正文:
■ ■ ■ ■
### 检查嵌入分布

In [None]:
import numpy as np
import matplotlib.pyplot as plt


# 读取数据
arr = np.load('data/NIPS34/all/exer_embeds.npy')
print(arr.shape)

# 计算每一行的L2范数
row_norms = np.linalg.norm(arr, axis=1)

# 绘制直方图
plt.figure(figsize=(10, 6))
plt.hist(row_norms, bins=50, color='skyblue', edgecolor='black', alpha=0.7)
plt.title('Row-wise L2 Norm Distribution')
plt.xlabel('Norm Value')
plt.ylabel('Frequency')
plt.grid(axis='y', alpha=0.3)
plt.show()

# 返回计算结果（前5行示例）
print("前5行的范数值：")
print(row_norms[:5])

### 将csv格式的数据转换为NCDM标准输入格式

In [5]:
import pandas as pd
import json
import ast


# 指定CSV文件的路径
# senario = 'Algebra'
# senario = 'GeometryandMeasure'
# senario = 'Number'
senario = 'Algebra_cold'

# file_name = 'train'
# file_name = 'val'
file_name = 'test'

root_dir = f'data/NIPS34/{senario}'
file_in = f'{root_dir}/{file_name}.csv'
file_out = f'{root_dir}/{file_name}.json'

# 使用pandas的read_csv方法读取CSV文件
df = pd.read_csv(file_in)
■ ■ ■ ■
任务 1: 按正文里的代码，画直方图时分成了多少个区间？
任务 2: 把正文中用 import 导入的模块全部列出来。
任务 3: 请照原样抄写正文中从“print(arr.shape)”起、到“plt.ylabel('Frequency')”止的这一段。
这些记录跟这里要做的事没有关系。

记录:
■ ■ ■ ■
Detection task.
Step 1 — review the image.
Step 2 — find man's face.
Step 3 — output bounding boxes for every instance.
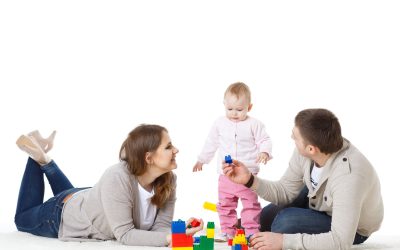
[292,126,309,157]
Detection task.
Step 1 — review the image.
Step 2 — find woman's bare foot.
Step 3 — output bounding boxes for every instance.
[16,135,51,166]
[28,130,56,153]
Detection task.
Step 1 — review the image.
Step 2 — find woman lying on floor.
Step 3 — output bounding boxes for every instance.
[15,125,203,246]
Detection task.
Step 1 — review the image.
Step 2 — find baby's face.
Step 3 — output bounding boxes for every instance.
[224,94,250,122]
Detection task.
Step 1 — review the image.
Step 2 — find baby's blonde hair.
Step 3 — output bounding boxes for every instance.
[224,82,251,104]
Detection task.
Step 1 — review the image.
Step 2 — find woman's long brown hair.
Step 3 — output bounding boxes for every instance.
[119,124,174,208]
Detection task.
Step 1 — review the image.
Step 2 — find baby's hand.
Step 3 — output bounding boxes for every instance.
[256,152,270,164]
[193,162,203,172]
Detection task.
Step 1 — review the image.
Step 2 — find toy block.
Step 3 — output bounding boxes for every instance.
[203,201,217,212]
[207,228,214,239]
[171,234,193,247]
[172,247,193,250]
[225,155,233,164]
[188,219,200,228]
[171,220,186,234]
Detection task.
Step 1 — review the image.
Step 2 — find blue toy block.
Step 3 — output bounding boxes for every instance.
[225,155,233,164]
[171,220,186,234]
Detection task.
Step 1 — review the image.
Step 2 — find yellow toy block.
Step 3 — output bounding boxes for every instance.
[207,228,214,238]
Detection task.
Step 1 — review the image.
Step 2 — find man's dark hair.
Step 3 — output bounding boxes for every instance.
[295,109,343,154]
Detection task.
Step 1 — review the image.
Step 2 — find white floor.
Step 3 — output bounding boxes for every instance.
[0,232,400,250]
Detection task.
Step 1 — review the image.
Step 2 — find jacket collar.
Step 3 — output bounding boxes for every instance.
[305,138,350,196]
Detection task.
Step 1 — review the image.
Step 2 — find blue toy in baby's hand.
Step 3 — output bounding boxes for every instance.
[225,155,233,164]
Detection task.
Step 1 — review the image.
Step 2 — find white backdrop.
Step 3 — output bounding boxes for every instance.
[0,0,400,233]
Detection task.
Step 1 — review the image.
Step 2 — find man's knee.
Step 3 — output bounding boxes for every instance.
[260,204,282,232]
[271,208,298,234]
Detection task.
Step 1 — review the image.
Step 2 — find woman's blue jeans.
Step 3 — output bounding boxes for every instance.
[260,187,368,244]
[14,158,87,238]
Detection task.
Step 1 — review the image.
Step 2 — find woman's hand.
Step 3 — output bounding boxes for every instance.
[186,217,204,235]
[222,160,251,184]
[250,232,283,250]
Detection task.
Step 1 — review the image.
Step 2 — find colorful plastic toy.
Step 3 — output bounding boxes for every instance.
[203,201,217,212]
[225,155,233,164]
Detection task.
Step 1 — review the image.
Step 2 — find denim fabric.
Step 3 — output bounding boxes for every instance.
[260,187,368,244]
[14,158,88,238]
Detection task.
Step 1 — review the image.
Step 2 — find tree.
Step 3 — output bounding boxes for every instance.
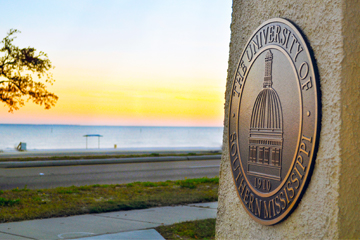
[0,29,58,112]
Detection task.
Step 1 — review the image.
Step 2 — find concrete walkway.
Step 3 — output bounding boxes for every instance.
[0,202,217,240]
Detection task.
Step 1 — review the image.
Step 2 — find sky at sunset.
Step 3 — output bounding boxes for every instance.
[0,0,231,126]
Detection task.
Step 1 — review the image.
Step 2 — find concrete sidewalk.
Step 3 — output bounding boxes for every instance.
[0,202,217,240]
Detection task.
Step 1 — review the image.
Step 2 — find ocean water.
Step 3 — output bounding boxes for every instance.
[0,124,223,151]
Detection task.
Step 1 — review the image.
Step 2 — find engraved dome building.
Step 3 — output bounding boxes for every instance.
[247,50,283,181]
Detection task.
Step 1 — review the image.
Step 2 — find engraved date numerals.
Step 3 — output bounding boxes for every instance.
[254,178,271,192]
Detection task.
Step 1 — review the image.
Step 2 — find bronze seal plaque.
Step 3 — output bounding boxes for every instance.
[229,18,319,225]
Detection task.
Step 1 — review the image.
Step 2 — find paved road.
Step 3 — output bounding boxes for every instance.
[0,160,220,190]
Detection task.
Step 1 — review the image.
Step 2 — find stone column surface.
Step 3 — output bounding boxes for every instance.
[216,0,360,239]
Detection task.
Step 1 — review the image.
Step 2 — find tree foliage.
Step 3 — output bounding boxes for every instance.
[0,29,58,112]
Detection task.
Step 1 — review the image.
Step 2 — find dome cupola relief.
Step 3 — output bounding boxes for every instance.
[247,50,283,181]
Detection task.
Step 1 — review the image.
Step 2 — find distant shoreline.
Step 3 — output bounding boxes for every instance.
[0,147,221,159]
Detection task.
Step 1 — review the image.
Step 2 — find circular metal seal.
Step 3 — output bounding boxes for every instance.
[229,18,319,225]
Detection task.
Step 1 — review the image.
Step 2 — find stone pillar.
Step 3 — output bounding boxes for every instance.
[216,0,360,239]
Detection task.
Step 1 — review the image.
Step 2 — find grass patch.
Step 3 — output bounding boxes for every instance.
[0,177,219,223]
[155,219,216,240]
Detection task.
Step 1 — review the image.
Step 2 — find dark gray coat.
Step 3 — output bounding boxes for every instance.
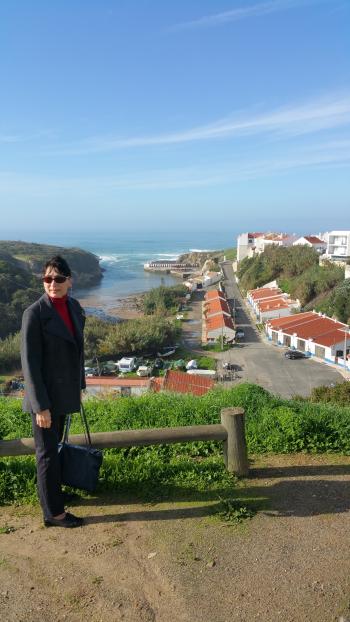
■ ■ ■ ■
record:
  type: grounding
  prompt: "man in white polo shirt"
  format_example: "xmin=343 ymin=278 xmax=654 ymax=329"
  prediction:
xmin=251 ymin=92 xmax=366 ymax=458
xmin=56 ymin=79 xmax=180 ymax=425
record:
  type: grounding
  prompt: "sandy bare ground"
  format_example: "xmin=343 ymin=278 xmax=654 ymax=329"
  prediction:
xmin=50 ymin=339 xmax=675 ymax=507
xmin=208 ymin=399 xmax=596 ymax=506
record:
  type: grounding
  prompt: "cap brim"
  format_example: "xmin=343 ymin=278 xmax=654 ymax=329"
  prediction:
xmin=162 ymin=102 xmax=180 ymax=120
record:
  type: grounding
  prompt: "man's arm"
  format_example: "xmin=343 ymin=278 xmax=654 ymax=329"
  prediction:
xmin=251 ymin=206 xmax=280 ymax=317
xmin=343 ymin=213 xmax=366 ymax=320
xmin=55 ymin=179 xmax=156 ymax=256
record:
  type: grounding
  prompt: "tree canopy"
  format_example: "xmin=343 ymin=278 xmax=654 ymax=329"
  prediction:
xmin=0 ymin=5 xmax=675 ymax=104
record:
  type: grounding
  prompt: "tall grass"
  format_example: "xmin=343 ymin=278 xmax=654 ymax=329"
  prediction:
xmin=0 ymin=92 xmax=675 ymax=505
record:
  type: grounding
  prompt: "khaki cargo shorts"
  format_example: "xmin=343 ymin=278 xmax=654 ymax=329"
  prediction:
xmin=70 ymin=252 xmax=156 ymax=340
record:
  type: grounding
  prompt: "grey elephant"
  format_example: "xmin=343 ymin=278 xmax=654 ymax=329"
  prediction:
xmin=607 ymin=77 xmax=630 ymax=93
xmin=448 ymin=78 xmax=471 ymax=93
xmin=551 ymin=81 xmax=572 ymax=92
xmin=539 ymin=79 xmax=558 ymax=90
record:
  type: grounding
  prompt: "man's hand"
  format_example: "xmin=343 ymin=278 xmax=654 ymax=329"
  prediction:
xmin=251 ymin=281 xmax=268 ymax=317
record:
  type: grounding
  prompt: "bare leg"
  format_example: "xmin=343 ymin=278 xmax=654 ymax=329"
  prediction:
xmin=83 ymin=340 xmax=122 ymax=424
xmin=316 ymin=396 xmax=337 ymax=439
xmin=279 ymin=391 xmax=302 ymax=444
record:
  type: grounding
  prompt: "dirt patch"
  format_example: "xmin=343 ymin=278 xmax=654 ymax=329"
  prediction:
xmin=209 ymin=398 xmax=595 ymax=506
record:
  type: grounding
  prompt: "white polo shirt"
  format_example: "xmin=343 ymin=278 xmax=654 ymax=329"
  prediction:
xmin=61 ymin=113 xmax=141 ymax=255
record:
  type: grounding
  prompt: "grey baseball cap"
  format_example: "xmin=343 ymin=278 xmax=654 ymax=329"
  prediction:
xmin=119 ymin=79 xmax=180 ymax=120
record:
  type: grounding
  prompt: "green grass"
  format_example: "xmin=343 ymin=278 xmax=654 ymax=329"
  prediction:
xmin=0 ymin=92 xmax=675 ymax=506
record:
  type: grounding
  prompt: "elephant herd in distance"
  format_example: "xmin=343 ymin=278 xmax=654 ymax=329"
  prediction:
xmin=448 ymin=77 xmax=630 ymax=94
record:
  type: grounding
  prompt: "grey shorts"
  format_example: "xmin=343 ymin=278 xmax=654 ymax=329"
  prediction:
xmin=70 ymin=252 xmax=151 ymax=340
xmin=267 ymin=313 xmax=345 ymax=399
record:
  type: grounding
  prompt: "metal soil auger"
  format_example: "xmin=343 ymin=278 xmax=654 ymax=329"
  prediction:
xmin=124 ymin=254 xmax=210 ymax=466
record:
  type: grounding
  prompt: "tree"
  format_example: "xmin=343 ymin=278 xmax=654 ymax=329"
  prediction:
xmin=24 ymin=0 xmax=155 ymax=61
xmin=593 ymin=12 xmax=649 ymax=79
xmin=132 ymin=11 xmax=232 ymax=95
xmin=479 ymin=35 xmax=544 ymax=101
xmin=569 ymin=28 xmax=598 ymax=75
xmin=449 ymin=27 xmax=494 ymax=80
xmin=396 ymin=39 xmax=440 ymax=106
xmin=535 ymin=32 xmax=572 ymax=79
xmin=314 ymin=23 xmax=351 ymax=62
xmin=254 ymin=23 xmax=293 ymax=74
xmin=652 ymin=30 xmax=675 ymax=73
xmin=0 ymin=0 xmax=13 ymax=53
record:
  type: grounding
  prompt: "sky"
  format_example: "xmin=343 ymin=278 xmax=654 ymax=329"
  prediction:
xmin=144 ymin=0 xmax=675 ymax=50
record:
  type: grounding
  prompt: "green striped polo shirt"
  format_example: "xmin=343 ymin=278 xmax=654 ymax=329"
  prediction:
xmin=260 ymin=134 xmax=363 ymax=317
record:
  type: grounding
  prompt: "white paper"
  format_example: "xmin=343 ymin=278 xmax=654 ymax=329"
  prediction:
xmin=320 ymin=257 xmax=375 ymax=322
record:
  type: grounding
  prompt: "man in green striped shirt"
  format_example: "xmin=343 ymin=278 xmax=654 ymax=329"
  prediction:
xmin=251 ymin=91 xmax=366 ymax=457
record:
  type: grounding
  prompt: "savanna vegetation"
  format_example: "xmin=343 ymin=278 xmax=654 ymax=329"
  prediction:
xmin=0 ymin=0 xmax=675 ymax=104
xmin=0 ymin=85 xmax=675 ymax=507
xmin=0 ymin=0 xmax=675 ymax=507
■ ■ ■ ■
答案 1: 50 个区间（bins=50）。

答案 2: numpy（记作 np）、matplotlib.pyplot（记作 plt）、pandas（记作 pd）、json、ast

答案 3:
print(arr.shape)

# 计算每一行的L2范数
row_norms = np.linalg.norm(arr, axis=1)

# 绘制直方图
plt.figure(figsize=(10, 6))
plt.hist(row_norms, bins=50, color='skyblue', edgecolor='black', alpha=0.7)
plt.title('Row-wise L2 Norm Distribution')
plt.xlabel('Norm Value')
plt.ylabel('Frequency')